**Provided information:**

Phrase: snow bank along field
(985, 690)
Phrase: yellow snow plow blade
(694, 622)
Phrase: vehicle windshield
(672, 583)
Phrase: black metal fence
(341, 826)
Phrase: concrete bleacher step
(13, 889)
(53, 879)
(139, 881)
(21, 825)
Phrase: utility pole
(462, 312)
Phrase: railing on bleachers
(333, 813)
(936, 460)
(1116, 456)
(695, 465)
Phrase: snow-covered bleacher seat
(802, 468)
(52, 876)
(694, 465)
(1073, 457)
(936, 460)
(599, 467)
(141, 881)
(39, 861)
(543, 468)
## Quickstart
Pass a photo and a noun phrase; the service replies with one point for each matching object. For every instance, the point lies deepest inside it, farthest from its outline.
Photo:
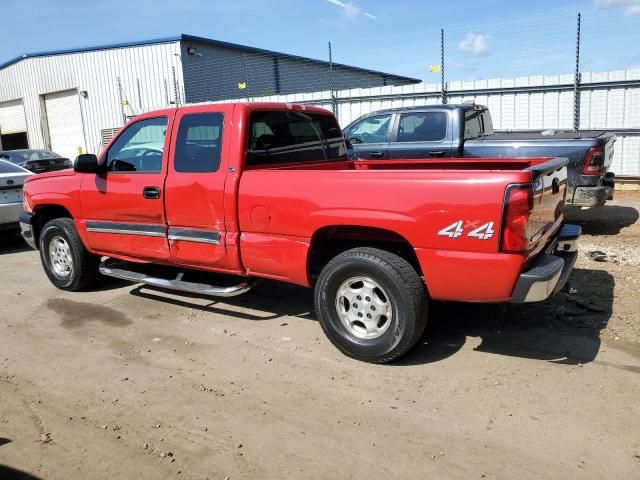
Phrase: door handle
(152, 193)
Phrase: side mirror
(86, 163)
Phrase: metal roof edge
(46, 53)
(236, 46)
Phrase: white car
(11, 180)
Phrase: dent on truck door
(195, 188)
(122, 208)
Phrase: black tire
(84, 266)
(397, 280)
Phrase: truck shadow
(12, 244)
(606, 220)
(564, 330)
(8, 473)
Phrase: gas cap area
(260, 217)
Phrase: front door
(123, 208)
(195, 187)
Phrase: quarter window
(294, 137)
(422, 127)
(139, 148)
(199, 143)
(370, 130)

**Goal:** Copy all of the lines above word for word, leaving out the pictures.

**Final result:**
Phrase: snow bank along field
(985, 690)
Phrase: yellow snow plow blade
(694, 622)
Phrase: vehicle windshield
(672, 583)
Phrase: black metal fence
(341, 826)
Phrase: concrete bleacher step
(13, 889)
(53, 879)
(139, 881)
(21, 825)
Phrase: utility pole
(462, 312)
Phrase: railing on bleachers
(333, 813)
(936, 460)
(1116, 456)
(695, 465)
Phrase: snow-covered bleacher seat
(802, 468)
(52, 876)
(694, 465)
(1073, 457)
(936, 460)
(599, 467)
(141, 881)
(39, 861)
(543, 468)
## Quickstart
Pass a photo and a noun phrase; the service replies with one point for each matching object. For every instance, the point lies deepest inside it, farthest from its outline.
Photo:
Phrase: door handle
(152, 193)
Phrase: side mirror
(86, 163)
Phrase: metal roof edge
(46, 53)
(236, 46)
Phrase: white car
(11, 180)
Phrase: dent on truck door
(195, 188)
(122, 208)
Phrase: black tire
(84, 266)
(397, 280)
Phrase: truck shadow
(12, 244)
(606, 220)
(564, 330)
(8, 473)
Phrase: gas cap area
(260, 217)
Phrase: front door
(123, 208)
(195, 187)
Phrase: quarter window
(294, 137)
(422, 127)
(139, 148)
(199, 143)
(370, 130)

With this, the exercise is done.